- Head coach: Dudey Moore (player-coach)
- Owner: Meyer "Buck" Gefsky
- Arena: Duquesne U Gym

Results
- Record: 8–5 (.615)
- Place: Division: 3rd (Eastern)
- Playoff finish: Did not qualify

= 1937–38 Pittsburgh Pirates season =

NBL professional basketball team season

The 1937–38 Pittsburgh Pirates season was the first professional basketball season of play for the Pittsburgh Pirates NBL team in the city of Pittsburgh, Pennsylvania under the National Basketball League, which officially was the first season that it existed as a professional basketball league after previously existing as a semi-pro or amateur basketball league called the Midwest Basketball Conference in its first two seasons back in 1935. However, if one were to include their start as the Pittsburgh Y.M.H.A. team back in 1931 back when they were an amateur team from the Pittsburgh Young Men's Hebrew Association before they joined the Midwest Basketball Conference for the two seasons they played in that league before they both got rebranded into the respective names used here, this would officially be their sixth season of play as a franchise. Not only that, but if one includes their two seasons under the Pittsburgh Y.M.H.A. name, then the Y.M.H.A. turned Pirates franchise homaging the Major League Baseball franchise of the same name would actually join the Akron Firestone Non-Skids, the Indianapolis Kautskys, and the Dayton Metropolitans (who played their first MBC season as the Dayton Metropolitans before playing their second and final MBC season as the Dayton London Bobbys before returning to the Metropolitans name for the NBL's debut season under that same) as the only four MBC teams that played both seasons in that original league in question before moving on up into the NBL. In addition to that, they would be one of six teams to compete in the Eastern Division this season, with them representing thirteen inaugural NBL teams to compete in the first season under the NBL name, comprising six teams competing in the Eastern Division and seven teams competing in the Western Division.

Lines of data:
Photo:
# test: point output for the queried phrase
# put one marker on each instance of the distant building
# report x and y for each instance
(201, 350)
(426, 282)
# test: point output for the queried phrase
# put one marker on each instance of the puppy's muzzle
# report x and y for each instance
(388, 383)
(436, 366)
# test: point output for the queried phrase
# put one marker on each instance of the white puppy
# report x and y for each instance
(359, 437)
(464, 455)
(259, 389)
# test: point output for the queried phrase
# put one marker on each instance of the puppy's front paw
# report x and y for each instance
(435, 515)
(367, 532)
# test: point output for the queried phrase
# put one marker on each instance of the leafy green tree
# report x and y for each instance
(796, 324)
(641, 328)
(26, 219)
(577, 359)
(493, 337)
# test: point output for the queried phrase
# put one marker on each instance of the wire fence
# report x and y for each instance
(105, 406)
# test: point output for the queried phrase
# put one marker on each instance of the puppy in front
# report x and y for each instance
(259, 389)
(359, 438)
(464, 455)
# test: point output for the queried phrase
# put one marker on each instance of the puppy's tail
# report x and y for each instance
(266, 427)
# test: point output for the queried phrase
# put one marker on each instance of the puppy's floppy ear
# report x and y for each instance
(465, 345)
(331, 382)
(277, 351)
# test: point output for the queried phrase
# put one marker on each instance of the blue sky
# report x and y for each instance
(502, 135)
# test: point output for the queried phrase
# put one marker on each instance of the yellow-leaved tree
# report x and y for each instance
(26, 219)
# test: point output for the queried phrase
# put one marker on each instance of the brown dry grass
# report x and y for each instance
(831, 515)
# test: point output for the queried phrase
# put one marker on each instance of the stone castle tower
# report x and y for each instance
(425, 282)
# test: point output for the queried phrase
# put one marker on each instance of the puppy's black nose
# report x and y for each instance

Jobs:
**a)** Based on the season article, explain why 1937–38 counted as the National Basketball League's first season.
**b)** Recast the paragraph of the season article that begins "The 1937–38 Pittsburgh Pirates season was" as a bulleted list that keeps its main facts.
**c)** Write the next part of the article on the Pirates' 1937–38 season, picking up after its final sentence.

Answers for the exercise:
**a)** It was the league's first season as a professional basketball league. In its first two seasons, starting in 1935, it had existed as a semi-pro or amateur league called the Midwest Basketball Conference.

**b)**
- The 1937–38 season was the Pittsburgh Pirates' first professional basketball season, played in Pittsburgh, Pennsylvania, in the National Basketball League (NBL).
- It was the NBL's first official season as a professional league. Its first two seasons, starting in 1935, had been played as the semi-pro or amateur Midwest Basketball Conference (MBC).
- The franchise began in 1931 as the amateur Pittsburgh Y.M.H.A. team of the Pittsburgh Young Men's Hebrew Association and then played two MBC seasons. Counting those years, this was its sixth season.
- The franchise took its name in homage to the Major League Baseball Pirates. It was one of only four MBC teams to play both MBC seasons before moving to the NBL. The others were the Akron Firestone Non-Skids, the Indianapolis Kautskys and the Dayton Metropolitans, who played their second MBC season as the Dayton London Bobbys.
- The Pirates were one of six teams in the Eastern Division. The NBL had thirteen inaugural teams, six in the Eastern Division and seven in the Western Division.

**c)**
==Season results==
For this season, the newly rebranded Pittsburgh Pirates team would end up becoming one of the better teams in the NBL's inaugural season, with their head coaching replacement of the final Pittsburgh Y.M.H.A. head coach, Harry Menzel, with player-coach Dudey Moore taking over head coaching duties for the Pittsburgh squad when they moved from the MBC to the NBL this season following their name change. The Pittsburgh Pirates NBL squad would end up finishing this season with an 8–5 record, making them finish their first season in the NBL as a third place team. However, because they failed to acquire a better record than either of the Akron, Ohio works teams in the Akron Firestone Non-Skids and the eventual NBL champion Akron Goodyear Wingfoots, the Pittsburgh Pirates NBL team would fail to qualify for the inaugural 1938 NBL Playoffs since they only allowed for the two best teams in each division to compete in the playoffs in the early period of the NBL.

Due to the Pirates being one of six NBL teams to finish their season with a winning record, Pittsburgh would become one of seven NBL teams from this season to continue playing in the NBL's second season of existence. Weirdly enough, despite the Pirates having a winning record for their season, none of their players would qualify for either of the All-NBL Teams that the NBL announced during this season.

==Roster==
Please note that due to the way records for professional basketball leagues like the NBL and the ABL were recorded at the time, some information on both teams and players may be harder to list out than usual here.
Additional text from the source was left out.